__Problem to solve__
Extract every line of the records below that contains the string "blade", and copy each one unchanged.

··· Raw records

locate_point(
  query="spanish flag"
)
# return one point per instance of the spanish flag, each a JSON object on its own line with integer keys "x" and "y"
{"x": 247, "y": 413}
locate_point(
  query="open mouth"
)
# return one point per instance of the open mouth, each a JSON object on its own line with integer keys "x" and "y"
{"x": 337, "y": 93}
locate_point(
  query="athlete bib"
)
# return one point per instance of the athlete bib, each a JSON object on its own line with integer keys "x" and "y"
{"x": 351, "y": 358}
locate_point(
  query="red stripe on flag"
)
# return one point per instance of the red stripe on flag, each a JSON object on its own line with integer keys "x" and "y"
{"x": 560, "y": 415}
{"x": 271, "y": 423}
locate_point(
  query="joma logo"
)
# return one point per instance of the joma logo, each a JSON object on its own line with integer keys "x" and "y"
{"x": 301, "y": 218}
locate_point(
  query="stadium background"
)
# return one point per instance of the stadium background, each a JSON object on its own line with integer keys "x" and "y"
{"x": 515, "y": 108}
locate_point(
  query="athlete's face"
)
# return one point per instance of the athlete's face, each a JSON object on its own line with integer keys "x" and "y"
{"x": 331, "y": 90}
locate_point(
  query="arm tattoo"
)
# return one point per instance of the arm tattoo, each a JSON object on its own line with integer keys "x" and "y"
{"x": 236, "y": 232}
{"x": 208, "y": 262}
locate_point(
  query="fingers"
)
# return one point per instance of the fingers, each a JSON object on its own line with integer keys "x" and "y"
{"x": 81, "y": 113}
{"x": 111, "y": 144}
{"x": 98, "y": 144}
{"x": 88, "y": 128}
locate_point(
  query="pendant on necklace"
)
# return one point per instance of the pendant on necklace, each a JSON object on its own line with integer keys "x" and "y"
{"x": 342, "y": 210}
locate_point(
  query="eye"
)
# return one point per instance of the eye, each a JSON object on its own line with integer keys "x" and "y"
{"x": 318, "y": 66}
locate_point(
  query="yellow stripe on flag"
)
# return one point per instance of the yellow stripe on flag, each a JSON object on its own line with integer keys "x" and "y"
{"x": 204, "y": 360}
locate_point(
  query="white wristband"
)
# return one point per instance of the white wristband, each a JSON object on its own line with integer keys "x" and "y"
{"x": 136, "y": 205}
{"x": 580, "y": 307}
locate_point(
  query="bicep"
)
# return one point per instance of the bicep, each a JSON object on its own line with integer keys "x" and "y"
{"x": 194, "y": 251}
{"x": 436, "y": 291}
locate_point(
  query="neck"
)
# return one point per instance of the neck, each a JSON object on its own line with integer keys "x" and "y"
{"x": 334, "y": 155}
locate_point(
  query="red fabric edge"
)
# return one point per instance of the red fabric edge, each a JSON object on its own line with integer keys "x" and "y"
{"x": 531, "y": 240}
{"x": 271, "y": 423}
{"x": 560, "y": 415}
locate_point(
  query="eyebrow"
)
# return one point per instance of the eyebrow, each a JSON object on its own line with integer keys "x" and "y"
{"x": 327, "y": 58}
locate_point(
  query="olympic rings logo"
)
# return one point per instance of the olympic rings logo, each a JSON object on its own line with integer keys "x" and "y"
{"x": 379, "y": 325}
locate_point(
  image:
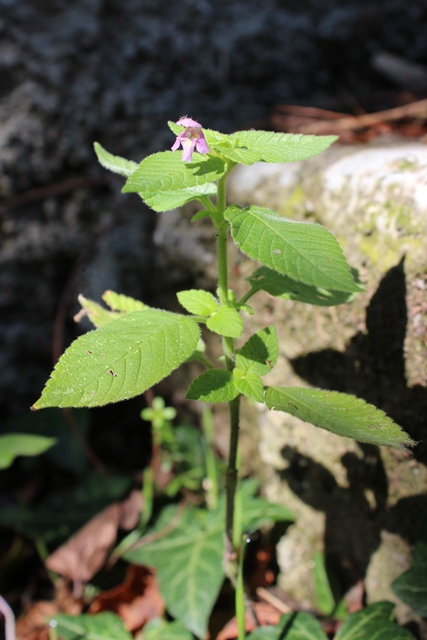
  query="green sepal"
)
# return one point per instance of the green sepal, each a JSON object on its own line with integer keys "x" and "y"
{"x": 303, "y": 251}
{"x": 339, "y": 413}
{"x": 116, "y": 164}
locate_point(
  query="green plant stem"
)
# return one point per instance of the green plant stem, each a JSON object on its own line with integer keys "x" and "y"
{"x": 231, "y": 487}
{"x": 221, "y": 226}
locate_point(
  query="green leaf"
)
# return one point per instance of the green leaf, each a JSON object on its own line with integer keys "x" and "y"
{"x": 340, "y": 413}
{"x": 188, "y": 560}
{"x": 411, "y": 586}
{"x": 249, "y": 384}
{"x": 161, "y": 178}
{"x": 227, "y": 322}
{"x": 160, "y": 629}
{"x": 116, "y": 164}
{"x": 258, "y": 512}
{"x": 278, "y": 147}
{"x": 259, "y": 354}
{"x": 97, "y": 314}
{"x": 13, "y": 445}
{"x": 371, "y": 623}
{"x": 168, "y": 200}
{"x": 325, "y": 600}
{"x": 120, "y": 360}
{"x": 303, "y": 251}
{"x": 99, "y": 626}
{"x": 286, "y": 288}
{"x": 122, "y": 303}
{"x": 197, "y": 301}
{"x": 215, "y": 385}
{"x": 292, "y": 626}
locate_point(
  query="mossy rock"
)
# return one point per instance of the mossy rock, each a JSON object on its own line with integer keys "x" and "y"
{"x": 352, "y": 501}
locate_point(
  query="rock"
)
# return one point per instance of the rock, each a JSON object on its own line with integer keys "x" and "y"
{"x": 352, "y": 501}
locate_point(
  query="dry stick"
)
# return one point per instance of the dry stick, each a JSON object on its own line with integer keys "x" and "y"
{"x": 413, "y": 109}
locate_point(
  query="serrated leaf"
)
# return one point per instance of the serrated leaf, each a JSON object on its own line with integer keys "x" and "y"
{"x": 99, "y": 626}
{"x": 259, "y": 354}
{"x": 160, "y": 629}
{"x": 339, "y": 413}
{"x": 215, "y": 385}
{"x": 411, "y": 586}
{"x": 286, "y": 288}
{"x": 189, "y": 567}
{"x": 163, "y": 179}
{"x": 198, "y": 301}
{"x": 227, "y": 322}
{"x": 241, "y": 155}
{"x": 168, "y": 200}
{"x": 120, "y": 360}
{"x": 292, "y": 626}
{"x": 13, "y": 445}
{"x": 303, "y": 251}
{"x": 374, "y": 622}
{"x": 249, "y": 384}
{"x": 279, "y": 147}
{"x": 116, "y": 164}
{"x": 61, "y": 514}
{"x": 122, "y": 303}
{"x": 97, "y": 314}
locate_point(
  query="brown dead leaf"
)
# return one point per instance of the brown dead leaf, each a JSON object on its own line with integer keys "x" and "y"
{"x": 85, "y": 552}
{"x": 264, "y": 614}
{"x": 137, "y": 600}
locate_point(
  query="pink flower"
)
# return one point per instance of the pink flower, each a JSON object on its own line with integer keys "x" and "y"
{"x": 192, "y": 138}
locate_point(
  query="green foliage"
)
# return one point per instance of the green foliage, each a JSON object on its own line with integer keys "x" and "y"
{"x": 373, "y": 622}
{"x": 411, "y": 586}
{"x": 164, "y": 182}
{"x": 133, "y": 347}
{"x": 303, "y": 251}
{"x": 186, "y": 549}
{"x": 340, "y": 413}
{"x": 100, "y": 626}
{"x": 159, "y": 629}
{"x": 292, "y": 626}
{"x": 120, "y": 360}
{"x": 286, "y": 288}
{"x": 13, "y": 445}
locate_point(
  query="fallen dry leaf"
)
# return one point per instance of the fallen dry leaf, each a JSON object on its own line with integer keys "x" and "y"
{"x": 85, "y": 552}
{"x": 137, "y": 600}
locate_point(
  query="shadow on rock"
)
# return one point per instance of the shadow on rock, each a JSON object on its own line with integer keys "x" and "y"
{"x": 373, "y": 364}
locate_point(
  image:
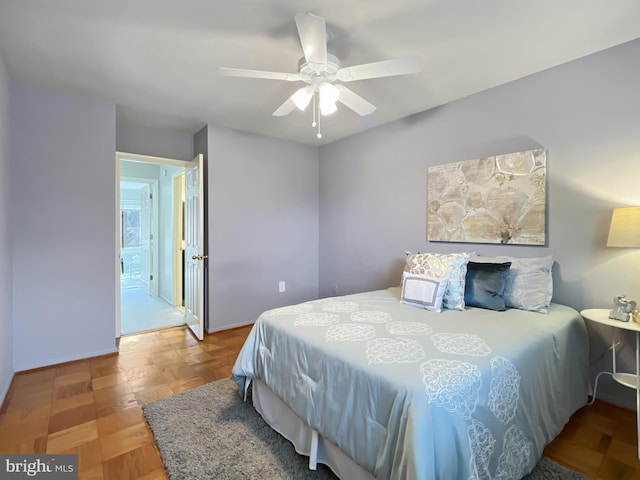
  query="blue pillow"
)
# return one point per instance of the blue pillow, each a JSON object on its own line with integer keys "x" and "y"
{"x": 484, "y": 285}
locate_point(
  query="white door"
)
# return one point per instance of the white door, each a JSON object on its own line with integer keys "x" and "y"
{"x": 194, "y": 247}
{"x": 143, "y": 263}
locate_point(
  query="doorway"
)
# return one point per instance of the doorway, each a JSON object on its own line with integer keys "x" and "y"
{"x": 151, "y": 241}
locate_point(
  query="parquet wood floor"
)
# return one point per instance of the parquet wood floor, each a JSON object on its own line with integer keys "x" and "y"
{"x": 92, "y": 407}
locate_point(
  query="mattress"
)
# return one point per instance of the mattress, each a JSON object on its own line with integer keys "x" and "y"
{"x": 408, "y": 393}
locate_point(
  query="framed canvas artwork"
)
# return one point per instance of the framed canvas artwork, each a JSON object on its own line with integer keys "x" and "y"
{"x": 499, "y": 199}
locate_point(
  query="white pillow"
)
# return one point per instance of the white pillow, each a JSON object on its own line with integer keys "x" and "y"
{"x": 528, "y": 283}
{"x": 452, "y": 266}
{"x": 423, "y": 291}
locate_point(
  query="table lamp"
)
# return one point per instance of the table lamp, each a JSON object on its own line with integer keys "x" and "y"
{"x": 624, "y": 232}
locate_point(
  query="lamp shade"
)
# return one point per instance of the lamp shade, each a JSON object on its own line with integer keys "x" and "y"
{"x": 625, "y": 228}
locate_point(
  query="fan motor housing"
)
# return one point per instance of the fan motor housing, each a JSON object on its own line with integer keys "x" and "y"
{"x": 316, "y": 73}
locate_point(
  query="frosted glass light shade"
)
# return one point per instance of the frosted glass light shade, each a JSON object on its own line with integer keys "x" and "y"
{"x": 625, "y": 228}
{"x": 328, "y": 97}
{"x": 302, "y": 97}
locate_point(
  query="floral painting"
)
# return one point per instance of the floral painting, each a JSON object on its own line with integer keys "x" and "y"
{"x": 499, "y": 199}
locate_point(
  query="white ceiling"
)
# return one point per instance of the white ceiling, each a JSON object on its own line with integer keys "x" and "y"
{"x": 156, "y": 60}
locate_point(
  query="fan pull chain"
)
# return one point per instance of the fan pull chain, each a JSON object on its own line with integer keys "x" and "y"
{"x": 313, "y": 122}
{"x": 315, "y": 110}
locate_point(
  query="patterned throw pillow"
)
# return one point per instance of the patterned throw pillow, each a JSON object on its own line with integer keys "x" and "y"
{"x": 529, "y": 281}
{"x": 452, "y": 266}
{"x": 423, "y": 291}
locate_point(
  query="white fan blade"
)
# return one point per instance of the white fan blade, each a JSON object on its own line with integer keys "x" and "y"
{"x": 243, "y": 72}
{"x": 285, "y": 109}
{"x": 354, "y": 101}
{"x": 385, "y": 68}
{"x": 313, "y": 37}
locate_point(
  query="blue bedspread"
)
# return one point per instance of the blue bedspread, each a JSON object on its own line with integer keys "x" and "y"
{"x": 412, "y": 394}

······

__Output of the exercise__
  query="white fan blade"
# return one point per instance of the white fan blade, each a JSON object on its own line with integer keys "x" and "y"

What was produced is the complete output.